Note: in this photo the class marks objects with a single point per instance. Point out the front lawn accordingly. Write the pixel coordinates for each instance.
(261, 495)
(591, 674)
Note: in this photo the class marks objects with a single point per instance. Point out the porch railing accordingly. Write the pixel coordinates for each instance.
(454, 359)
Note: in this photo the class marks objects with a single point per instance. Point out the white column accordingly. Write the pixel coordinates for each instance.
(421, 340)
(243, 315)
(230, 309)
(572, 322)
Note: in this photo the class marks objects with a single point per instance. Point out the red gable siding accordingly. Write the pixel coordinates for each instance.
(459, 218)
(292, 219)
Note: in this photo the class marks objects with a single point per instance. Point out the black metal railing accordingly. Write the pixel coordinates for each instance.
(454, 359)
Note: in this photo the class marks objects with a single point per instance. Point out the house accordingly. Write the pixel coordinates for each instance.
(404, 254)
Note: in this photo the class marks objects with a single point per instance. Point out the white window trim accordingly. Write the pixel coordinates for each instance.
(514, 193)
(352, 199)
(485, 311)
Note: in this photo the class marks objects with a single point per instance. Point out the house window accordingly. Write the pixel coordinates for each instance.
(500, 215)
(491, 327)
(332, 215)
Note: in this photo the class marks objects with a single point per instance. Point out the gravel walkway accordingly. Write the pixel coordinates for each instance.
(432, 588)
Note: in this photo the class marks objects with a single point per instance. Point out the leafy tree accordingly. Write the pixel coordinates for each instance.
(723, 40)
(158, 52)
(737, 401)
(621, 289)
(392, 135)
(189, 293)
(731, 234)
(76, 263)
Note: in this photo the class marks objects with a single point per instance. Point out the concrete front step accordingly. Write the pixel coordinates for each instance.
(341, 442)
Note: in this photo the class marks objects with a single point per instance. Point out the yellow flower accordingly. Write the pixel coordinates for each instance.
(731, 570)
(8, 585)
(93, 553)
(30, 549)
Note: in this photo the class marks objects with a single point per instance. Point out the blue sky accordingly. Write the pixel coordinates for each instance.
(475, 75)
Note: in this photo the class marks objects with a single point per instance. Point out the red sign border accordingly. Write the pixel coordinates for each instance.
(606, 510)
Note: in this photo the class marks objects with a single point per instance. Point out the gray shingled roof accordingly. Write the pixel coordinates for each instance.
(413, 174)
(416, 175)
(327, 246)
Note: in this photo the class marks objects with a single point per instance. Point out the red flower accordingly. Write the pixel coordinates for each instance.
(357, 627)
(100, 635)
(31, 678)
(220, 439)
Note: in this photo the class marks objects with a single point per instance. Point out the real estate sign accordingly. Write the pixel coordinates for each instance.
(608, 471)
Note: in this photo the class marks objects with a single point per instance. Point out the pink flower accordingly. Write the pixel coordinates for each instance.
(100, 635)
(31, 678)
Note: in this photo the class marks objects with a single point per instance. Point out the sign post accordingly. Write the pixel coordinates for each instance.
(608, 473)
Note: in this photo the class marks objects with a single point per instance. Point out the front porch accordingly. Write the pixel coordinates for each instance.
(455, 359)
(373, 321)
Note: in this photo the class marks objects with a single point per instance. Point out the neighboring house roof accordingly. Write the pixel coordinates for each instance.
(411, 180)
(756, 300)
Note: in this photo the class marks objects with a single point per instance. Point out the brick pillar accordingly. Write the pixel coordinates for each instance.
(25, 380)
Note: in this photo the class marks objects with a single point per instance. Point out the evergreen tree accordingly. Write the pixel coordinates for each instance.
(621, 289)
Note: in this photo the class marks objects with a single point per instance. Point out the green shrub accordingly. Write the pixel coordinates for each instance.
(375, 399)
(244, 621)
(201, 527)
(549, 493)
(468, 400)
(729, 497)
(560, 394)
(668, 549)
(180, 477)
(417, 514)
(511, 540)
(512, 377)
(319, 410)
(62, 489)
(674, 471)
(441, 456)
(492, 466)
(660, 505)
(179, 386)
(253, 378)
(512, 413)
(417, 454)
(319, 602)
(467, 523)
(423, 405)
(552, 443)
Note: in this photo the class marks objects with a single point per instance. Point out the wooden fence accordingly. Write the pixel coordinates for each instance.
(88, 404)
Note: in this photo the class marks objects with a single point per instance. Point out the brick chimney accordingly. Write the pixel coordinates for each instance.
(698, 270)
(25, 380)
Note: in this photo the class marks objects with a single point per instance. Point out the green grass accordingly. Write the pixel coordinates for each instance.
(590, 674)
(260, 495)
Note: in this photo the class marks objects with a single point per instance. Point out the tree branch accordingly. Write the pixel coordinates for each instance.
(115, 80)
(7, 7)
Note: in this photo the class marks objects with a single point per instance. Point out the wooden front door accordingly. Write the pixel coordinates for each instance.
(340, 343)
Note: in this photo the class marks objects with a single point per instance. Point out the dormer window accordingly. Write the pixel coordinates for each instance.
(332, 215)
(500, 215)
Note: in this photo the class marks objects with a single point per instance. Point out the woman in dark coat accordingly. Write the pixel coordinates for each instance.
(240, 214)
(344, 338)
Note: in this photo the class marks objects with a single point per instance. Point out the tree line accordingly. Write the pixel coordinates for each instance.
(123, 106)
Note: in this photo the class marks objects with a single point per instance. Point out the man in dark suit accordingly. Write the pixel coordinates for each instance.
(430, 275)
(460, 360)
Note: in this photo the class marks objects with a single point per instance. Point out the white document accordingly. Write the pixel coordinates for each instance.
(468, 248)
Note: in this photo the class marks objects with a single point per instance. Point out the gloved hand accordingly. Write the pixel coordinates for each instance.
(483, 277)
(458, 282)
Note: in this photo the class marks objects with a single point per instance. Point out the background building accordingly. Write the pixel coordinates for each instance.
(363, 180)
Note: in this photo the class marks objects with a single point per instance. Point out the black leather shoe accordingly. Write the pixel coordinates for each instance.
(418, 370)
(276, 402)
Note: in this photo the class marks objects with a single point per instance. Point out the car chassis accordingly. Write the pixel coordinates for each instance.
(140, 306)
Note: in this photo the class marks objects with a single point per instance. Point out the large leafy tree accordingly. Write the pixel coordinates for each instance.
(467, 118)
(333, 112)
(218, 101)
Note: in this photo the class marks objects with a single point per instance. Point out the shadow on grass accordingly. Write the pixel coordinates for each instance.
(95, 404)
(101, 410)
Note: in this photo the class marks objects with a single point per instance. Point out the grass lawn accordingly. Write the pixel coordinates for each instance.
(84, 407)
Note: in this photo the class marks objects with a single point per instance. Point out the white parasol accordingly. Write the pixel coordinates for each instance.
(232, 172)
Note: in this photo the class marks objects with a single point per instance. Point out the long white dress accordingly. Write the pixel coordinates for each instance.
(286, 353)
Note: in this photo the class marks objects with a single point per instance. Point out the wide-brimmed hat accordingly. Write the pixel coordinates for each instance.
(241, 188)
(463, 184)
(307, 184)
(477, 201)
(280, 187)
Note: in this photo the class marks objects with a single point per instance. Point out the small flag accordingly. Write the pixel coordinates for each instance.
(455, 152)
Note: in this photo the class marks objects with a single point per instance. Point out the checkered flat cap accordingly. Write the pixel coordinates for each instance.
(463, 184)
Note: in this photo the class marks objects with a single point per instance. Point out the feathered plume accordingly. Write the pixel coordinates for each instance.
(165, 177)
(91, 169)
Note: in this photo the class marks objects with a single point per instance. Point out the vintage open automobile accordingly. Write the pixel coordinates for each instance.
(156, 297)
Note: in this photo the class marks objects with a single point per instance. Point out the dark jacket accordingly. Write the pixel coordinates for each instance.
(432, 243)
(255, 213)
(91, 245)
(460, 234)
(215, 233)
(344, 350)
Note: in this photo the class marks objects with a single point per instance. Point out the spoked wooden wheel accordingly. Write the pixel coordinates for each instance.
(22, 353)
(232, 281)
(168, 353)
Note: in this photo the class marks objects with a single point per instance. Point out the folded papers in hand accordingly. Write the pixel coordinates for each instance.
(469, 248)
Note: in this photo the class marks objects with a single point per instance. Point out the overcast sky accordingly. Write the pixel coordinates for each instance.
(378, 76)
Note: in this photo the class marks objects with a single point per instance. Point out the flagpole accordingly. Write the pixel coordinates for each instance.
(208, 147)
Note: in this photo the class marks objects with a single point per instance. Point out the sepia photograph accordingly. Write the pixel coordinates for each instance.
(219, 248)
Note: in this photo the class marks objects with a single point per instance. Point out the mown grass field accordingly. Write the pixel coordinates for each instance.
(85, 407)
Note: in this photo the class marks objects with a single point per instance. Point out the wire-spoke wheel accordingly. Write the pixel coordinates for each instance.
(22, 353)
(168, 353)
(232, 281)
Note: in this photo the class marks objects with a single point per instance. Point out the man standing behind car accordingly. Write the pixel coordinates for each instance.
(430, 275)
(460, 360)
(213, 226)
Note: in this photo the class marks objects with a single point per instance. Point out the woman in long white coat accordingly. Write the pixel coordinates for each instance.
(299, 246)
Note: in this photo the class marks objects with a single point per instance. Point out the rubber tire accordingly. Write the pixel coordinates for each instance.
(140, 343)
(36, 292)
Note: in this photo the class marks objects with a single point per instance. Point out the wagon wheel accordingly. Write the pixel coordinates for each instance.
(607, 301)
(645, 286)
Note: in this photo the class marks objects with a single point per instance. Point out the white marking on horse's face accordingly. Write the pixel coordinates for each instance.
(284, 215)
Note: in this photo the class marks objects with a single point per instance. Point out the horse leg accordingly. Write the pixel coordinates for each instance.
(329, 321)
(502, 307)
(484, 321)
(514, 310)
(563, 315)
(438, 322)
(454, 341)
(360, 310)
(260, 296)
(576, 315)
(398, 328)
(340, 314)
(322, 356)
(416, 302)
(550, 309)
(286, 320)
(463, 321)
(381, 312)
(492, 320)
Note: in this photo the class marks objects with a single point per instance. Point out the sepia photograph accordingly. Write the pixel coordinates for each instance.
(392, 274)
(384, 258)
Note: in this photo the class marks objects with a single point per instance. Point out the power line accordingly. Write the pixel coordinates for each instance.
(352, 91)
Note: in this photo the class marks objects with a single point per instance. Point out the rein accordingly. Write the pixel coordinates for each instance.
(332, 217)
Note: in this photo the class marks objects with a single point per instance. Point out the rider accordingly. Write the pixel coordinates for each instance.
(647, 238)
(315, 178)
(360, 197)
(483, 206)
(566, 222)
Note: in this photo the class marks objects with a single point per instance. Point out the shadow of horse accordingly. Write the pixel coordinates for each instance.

※

§ **ASSIGNMENT**:
The expected output is the exact run of lines from the line with "out the power" through the last line of the material above.

§ **RESULT BELOW**:
Note: in this photo the class marks objects with a single point per instance. Point out the power line accordingly. Write the pixel coordinates for each instance.
(352, 91)
Note: in this photo the class marks objects with a single point per instance. Point out the rein accordingly. Write the pixel coordinates for each instance.
(332, 217)
Note: in this photo the class marks objects with a single point per instance. Point out the rider accordingly. Write the pixel coordinates for each instance.
(647, 238)
(315, 178)
(360, 197)
(483, 206)
(566, 222)
Note: in this photo the class marks objects with a single point per instance. Point out the shadow of horse accordingly. Write the pixel coordinates for each instance.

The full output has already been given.